### What you should do
Write out again the stretch of entries that opens with the line containing "Spot the vertical" and closes with the line containing "[(15, 778)]", both lines included. Offset every coordinate in the answers by -118, and keep the requests and their format samples as they are.
--- start Dataset rows ---
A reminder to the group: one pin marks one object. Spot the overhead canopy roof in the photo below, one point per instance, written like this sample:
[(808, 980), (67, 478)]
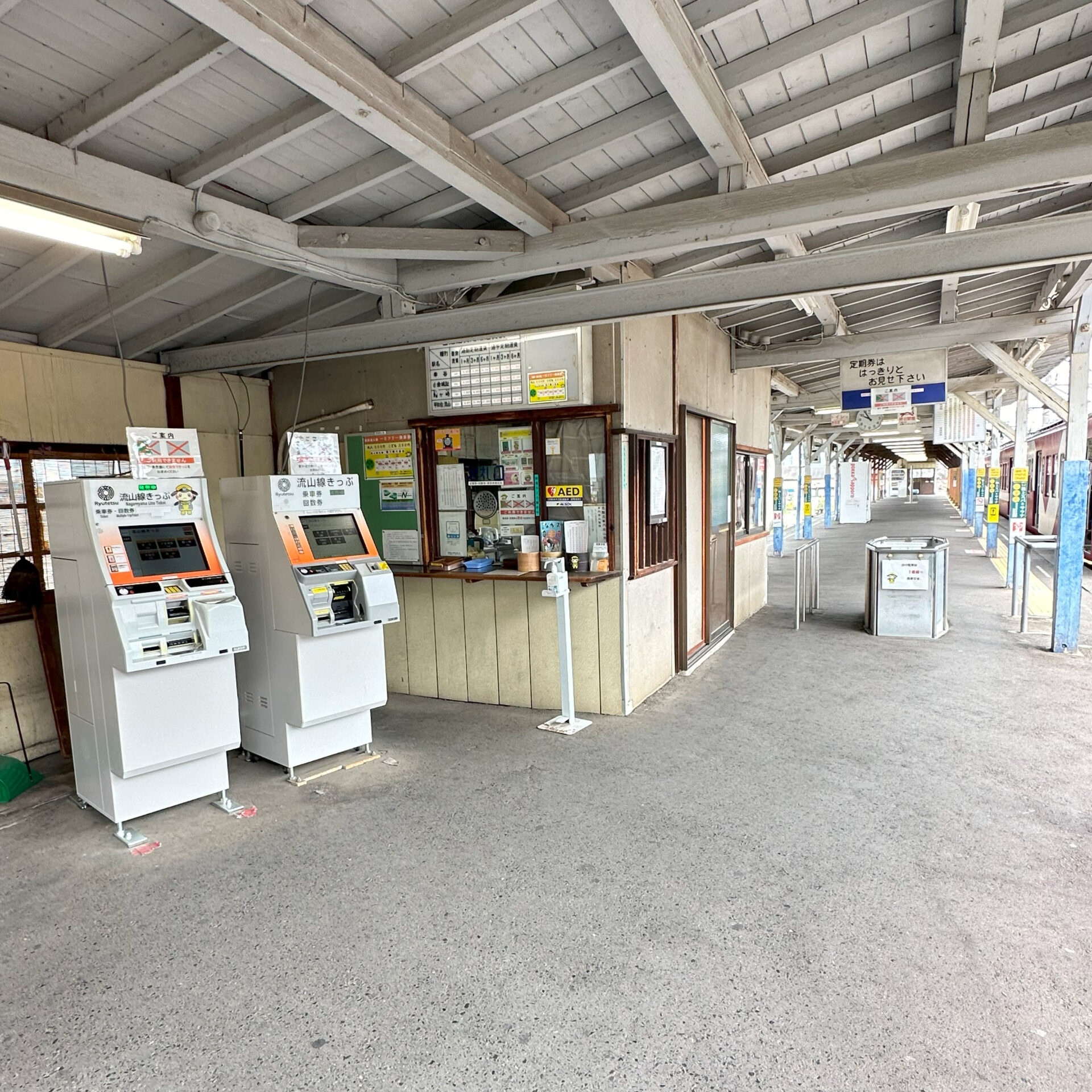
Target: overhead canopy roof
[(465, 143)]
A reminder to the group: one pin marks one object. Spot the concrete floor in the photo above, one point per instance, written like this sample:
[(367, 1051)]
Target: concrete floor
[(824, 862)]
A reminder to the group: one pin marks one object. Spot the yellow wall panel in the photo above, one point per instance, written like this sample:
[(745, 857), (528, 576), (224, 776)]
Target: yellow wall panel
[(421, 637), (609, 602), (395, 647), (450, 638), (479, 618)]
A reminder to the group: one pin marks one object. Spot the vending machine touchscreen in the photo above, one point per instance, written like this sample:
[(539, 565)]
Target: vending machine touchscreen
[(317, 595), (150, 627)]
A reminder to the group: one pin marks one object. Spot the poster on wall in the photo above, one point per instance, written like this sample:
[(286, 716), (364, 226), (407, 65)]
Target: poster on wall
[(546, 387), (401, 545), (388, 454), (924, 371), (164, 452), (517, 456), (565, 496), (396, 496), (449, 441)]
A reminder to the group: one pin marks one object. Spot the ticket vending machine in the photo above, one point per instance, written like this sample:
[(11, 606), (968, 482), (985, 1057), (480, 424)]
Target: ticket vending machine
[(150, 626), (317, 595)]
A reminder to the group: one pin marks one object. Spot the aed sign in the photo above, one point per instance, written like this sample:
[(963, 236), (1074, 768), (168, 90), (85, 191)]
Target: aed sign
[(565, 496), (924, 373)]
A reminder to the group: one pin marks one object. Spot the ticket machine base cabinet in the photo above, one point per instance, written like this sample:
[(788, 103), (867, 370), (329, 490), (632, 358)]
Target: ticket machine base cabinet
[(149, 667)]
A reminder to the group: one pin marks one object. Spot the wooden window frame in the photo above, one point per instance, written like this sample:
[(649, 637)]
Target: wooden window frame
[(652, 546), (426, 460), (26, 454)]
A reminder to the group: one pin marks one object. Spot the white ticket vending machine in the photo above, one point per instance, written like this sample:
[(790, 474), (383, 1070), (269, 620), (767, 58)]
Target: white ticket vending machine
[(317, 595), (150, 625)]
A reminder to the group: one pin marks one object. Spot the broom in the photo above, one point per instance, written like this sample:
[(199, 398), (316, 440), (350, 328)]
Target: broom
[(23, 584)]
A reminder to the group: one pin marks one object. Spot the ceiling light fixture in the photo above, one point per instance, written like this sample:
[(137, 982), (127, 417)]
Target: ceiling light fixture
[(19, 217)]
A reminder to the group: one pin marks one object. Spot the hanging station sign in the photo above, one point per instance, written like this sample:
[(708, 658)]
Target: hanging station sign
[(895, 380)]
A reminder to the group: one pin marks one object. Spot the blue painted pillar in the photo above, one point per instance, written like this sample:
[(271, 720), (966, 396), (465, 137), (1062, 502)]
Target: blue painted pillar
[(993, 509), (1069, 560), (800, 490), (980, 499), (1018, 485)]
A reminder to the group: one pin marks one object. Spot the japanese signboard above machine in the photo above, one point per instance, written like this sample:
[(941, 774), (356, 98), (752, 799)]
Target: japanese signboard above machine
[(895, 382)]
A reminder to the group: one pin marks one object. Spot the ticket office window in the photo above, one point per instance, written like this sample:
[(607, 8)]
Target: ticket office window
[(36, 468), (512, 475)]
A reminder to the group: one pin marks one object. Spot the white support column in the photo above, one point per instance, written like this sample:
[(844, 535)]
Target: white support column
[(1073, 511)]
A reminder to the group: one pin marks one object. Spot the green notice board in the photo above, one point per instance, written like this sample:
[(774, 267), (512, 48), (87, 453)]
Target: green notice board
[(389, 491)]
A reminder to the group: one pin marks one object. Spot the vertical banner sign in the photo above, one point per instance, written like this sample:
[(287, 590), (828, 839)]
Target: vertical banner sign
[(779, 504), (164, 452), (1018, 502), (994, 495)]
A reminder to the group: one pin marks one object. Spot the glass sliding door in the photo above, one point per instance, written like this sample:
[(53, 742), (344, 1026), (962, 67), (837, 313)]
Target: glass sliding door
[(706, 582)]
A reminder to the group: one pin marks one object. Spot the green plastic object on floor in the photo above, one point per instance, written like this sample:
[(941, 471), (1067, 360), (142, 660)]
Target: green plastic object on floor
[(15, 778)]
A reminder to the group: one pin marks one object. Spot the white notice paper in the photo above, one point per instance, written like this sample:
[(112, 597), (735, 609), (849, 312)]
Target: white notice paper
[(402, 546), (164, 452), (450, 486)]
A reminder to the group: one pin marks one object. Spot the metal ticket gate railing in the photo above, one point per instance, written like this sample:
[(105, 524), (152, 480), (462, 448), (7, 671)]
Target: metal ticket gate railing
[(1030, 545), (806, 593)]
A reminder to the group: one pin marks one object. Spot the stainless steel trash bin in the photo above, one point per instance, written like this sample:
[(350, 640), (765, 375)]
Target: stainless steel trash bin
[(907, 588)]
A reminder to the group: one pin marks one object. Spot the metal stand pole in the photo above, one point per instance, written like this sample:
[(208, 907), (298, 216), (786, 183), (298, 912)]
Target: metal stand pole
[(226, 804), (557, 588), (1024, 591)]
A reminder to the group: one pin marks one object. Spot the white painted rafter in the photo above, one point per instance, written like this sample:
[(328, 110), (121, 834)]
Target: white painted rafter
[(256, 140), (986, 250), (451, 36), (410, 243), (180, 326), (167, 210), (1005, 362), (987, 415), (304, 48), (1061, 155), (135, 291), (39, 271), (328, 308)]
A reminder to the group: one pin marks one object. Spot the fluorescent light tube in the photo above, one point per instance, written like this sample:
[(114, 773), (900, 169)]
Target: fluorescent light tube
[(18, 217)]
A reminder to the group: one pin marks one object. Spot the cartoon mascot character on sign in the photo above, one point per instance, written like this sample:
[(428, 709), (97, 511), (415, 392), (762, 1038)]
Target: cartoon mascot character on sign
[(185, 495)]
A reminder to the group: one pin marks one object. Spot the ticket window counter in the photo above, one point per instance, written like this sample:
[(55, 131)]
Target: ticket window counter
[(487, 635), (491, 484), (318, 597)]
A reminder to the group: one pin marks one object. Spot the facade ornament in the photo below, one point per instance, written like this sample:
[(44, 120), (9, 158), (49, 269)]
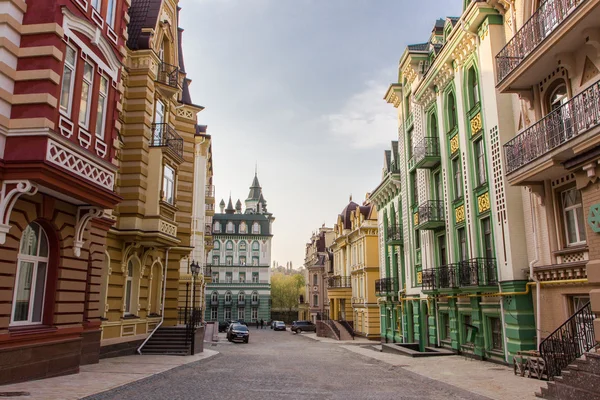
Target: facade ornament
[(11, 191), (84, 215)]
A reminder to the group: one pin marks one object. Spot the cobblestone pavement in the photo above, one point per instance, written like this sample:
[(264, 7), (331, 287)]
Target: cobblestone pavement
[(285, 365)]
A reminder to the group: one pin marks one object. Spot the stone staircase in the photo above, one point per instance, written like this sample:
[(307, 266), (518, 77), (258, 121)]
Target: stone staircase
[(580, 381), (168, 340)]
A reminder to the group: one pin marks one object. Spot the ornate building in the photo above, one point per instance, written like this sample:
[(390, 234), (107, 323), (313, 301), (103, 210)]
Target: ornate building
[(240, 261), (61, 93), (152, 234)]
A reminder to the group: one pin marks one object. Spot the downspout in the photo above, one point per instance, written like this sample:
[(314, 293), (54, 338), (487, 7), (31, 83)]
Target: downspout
--- end Dataset rows ---
### Result for this task
A reminder to the group: one pin marks one object. Spot the vertical banner sign in the photo above, one point per instance, written like this sample:
[(287, 590), (828, 839)]
Target: vertical banner sign
[(661, 386), (46, 334), (900, 384), (876, 377)]
A reminder to the group: one pin marks one object. Spot the glass sliding door in the photo above, one point per instance, written like this sample:
[(53, 742), (344, 1026), (962, 67), (837, 313)]
Target: glass sliding door
[(588, 464)]
A reminder to the group: one pin marks one object. Spot the green plastic object on floor in the photo above, one point per instance, written like this sample:
[(941, 471), (1067, 360), (142, 660)]
Target: green plastic object on floor
[(-103, 660)]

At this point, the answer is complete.